* Problem statement *
Repeat exactly the lines of the entries below from the one with "Target: diagonal shadow" through the one with "Target: gray painted metal railing", both ends included, and nothing else.

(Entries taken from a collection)
Segment Open

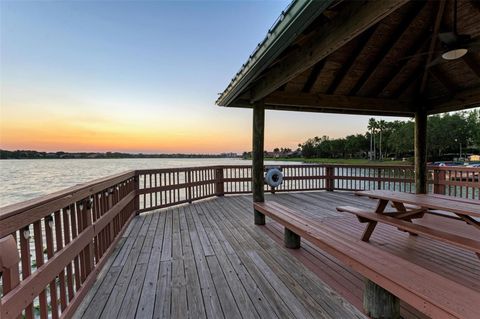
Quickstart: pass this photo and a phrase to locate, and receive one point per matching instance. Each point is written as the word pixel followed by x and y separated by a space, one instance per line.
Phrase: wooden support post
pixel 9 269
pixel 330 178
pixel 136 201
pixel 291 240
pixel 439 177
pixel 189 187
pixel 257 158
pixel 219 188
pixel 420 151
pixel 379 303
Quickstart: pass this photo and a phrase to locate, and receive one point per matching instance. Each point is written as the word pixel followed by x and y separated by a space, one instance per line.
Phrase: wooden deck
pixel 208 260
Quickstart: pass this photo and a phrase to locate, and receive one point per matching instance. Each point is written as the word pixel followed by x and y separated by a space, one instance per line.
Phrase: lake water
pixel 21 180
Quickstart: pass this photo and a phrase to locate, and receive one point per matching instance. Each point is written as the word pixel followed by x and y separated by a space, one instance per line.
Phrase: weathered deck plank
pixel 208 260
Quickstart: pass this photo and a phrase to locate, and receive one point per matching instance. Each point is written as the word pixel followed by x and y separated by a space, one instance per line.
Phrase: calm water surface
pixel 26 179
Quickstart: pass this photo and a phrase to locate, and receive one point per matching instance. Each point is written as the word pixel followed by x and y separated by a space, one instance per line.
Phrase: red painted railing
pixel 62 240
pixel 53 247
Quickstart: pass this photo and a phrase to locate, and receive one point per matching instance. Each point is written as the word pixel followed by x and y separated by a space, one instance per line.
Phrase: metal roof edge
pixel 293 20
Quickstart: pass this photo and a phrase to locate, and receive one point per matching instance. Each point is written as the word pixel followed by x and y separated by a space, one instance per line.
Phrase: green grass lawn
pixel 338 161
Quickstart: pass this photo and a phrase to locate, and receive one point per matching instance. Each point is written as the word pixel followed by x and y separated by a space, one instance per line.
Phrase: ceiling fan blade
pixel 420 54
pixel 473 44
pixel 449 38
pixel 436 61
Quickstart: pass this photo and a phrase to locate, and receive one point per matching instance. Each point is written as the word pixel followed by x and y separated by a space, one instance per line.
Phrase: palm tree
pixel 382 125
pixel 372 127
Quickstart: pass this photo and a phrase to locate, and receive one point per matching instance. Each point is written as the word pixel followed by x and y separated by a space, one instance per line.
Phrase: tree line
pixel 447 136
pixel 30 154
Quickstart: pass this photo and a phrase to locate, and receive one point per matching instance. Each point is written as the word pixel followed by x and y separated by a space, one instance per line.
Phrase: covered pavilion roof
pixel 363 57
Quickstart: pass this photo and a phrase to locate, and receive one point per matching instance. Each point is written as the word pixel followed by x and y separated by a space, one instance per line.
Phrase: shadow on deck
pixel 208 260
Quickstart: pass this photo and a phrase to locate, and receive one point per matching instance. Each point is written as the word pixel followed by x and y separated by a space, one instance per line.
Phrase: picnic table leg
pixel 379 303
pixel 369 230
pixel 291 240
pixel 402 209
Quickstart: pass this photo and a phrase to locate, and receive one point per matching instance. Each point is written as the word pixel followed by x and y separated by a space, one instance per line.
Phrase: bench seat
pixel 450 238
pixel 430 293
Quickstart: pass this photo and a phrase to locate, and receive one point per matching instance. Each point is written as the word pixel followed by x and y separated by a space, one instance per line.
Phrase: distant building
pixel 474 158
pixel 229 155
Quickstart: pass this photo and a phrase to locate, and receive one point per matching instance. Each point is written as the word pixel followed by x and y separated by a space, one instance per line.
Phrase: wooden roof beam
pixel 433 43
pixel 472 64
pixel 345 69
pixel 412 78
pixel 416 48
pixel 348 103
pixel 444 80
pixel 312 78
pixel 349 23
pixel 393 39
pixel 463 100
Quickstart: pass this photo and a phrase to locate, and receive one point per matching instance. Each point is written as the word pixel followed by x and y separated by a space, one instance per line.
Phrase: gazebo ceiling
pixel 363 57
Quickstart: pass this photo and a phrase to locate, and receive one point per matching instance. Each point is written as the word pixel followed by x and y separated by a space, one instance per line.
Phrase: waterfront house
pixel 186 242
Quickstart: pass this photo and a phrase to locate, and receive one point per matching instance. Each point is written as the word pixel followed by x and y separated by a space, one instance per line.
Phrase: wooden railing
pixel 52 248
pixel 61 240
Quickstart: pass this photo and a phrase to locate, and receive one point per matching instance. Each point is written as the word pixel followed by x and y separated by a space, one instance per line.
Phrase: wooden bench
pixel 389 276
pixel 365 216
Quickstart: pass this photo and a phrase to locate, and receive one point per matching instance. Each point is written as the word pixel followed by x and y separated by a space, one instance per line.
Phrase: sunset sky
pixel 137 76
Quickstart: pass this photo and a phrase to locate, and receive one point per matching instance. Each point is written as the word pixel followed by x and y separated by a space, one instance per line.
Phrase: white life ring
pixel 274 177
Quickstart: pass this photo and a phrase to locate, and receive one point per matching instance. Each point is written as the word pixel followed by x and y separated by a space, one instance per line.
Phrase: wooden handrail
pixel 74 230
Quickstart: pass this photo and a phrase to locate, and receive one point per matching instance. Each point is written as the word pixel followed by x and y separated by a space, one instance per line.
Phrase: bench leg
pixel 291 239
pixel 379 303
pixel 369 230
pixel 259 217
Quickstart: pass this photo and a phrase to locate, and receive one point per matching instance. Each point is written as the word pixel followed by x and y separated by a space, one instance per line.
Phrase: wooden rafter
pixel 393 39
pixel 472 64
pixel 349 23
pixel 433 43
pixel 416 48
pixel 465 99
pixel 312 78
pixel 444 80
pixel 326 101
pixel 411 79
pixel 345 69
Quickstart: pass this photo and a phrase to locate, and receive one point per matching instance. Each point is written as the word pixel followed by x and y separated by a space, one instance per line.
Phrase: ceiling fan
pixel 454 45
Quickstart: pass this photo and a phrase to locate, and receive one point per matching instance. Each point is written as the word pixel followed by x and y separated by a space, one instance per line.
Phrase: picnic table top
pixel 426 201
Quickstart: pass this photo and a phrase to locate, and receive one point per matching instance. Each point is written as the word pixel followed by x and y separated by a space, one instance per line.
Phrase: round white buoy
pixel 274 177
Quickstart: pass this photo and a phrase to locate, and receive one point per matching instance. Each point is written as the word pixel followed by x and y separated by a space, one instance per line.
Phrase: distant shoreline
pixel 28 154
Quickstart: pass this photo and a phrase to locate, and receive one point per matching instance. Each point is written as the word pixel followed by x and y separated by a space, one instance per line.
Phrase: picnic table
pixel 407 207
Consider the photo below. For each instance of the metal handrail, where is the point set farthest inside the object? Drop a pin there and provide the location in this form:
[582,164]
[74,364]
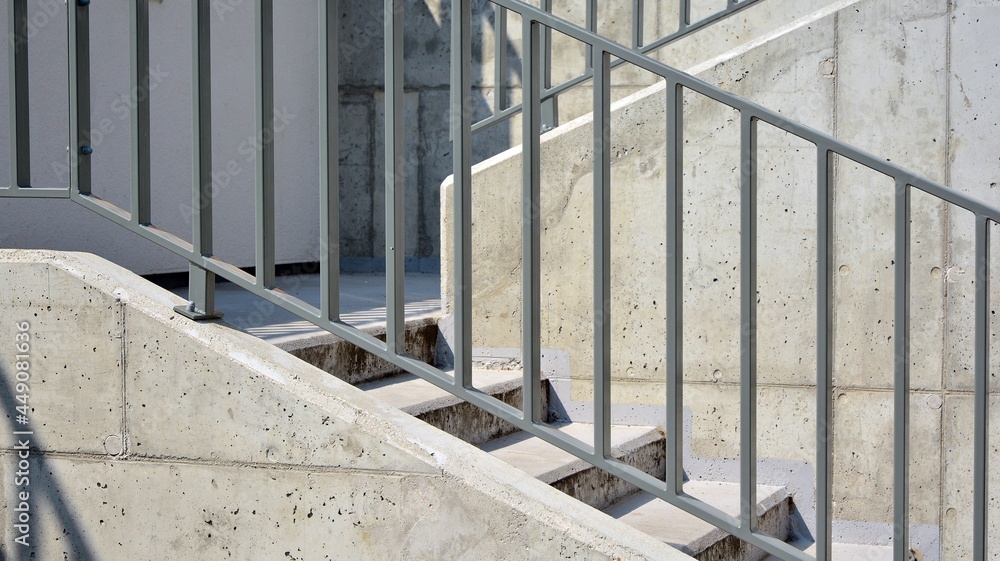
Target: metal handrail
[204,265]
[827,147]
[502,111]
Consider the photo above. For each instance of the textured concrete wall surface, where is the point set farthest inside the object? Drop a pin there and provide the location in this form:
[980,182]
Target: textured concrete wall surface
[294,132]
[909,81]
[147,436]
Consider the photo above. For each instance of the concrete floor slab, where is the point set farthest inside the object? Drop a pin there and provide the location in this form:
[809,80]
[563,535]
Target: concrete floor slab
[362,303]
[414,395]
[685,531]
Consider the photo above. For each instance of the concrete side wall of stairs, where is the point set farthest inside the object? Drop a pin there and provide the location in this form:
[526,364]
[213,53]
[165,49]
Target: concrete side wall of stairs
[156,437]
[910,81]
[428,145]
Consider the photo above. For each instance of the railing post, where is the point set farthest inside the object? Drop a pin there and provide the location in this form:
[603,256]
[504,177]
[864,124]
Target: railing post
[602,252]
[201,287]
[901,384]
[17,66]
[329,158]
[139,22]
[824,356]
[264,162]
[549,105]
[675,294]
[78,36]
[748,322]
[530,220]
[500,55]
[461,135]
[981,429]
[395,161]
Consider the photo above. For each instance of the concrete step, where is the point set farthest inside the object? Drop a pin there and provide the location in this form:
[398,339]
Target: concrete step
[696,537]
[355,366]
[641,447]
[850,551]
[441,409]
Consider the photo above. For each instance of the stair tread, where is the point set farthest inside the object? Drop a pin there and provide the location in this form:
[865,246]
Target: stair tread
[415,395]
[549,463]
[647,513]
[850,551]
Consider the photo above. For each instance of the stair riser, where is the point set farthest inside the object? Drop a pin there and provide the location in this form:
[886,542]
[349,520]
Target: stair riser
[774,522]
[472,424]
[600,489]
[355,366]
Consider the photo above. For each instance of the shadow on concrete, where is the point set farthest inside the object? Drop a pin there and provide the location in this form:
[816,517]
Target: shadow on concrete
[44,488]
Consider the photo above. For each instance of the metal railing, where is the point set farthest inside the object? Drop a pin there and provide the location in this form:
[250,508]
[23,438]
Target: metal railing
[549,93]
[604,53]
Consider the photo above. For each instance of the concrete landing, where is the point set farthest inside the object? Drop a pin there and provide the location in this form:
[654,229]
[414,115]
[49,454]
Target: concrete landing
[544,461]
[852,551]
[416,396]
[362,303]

Segment Closed
Segment Open

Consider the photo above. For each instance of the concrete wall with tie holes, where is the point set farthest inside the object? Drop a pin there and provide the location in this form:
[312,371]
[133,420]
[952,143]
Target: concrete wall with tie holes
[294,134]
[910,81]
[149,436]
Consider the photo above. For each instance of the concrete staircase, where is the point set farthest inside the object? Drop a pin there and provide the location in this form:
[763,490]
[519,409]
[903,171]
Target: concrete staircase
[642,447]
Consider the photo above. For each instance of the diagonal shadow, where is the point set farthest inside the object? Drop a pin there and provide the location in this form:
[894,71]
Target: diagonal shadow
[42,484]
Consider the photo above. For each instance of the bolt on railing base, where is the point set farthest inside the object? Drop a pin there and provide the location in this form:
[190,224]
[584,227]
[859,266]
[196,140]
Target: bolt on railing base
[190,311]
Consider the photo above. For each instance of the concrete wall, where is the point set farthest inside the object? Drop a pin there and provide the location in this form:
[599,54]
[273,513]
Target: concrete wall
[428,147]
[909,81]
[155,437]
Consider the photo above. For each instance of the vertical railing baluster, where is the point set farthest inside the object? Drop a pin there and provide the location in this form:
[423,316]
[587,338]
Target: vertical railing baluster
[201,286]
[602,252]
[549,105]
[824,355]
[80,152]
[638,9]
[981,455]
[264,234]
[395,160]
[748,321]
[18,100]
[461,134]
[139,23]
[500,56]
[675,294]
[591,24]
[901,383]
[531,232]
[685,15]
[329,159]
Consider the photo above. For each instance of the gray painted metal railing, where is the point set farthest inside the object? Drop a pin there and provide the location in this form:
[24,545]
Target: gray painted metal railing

Segment Closed
Segment Open

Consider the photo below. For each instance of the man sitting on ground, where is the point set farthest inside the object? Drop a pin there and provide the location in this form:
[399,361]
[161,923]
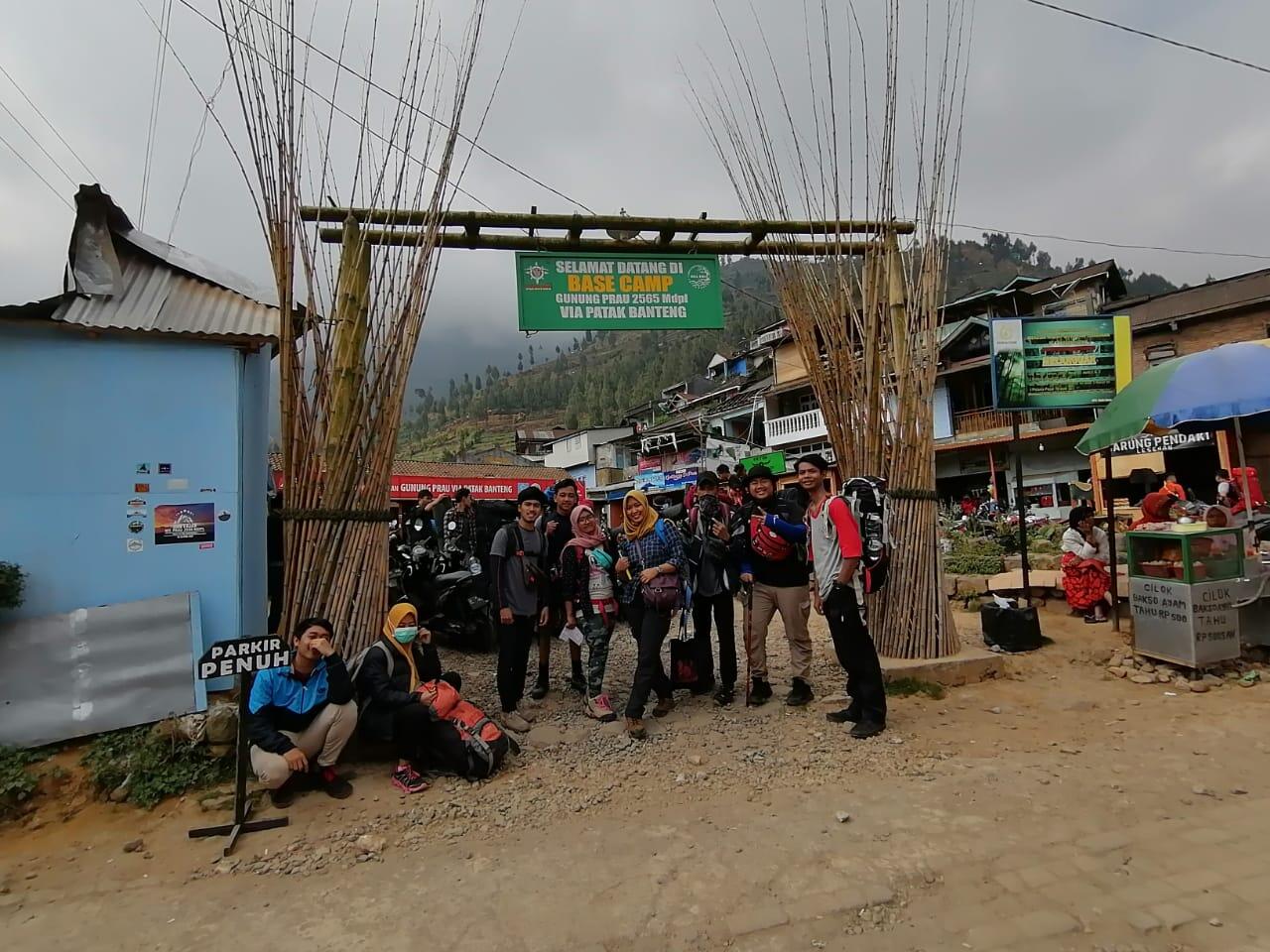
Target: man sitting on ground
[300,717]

Segment Closed

* Answer box *
Target: diagonal shadow
[42,484]
Consider the photo above. For each instance of the bolt on railing base, where is the point set farthest inside the object? Drop a pin there and provide the location in this form:
[190,224]
[584,227]
[859,266]
[196,140]
Target: bolt on railing base
[190,311]
Consider the photo above. For each instance of the concrete wall, where is the point set farthest inside the object? Drop a pin there and provide the location in this form:
[599,54]
[273,513]
Target: concrete wall
[428,147]
[909,81]
[155,437]
Consider the photo above. For each instance of the vertical railing baluster, where is the point set farthest inside the object? Drop a pin there and provide the location in this form:
[423,316]
[587,338]
Target: vertical railing baluster
[201,286]
[602,252]
[549,105]
[824,355]
[80,152]
[638,9]
[981,455]
[264,234]
[395,160]
[748,321]
[18,100]
[461,134]
[139,23]
[500,56]
[675,294]
[591,24]
[901,383]
[531,232]
[685,15]
[329,159]
Consider the photo above. For each instance of the gray painted metal railing, where is the point set farthest inside the object? Drop a pin there and provide the location in this form:
[24,545]
Target: gray painted metal railing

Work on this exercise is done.